▶ Short task
Copy everything in the data from the line with "Find the brown" down to the line with "pixel 465 75", requests included. Add 48 to every coordinate number in the answers, and leave the sample coordinates in the requests unchanged.

▶ Part of a data file
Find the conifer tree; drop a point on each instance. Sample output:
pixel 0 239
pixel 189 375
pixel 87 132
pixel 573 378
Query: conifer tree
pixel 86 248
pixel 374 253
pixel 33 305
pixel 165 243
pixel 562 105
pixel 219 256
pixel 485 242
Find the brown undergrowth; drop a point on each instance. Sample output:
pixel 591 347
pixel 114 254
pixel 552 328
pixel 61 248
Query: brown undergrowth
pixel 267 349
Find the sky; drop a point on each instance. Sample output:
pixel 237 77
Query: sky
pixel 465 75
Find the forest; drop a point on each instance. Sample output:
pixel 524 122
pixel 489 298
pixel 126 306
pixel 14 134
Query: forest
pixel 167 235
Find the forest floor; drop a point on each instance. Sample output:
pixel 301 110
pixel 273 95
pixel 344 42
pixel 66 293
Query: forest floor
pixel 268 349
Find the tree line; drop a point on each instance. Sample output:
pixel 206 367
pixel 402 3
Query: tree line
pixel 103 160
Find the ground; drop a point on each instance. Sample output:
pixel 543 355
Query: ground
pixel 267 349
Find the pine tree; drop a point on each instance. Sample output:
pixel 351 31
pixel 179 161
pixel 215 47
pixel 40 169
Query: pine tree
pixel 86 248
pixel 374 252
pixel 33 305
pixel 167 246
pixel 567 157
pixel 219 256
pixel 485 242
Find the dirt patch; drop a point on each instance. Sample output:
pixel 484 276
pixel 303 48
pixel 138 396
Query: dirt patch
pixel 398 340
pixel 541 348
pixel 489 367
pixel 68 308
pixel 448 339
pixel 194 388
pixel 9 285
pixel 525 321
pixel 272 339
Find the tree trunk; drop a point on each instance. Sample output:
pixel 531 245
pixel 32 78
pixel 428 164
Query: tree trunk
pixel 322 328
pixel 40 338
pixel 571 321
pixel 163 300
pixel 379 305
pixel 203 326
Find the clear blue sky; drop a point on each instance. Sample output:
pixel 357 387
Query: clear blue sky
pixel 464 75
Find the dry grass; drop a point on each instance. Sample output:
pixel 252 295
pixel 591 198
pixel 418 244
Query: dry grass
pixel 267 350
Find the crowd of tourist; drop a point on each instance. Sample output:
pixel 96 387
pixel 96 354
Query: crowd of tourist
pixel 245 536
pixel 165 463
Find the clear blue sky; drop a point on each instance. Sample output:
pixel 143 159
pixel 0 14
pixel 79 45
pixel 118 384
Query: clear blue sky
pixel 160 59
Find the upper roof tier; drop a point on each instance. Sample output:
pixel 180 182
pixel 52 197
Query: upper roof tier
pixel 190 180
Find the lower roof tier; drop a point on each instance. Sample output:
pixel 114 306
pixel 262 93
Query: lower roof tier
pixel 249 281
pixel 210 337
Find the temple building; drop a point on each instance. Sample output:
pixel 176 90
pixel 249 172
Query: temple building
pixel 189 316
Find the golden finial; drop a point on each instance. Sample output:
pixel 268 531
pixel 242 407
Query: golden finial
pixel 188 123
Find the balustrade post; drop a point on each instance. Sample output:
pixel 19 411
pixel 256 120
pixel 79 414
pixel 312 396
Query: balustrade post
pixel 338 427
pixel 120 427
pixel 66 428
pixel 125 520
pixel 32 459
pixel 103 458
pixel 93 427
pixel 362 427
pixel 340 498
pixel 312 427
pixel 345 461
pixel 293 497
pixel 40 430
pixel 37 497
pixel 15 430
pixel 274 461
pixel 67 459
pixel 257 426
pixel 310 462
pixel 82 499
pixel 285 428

▶ Full response
Find the brown undergrowth; drop a point on each instance. Sample output:
pixel 591 347
pixel 114 254
pixel 552 328
pixel 61 248
Query: brown undergrowth
pixel 315 397
Find the sky; drop a point on each instance. Sample output:
pixel 237 77
Query: sky
pixel 513 123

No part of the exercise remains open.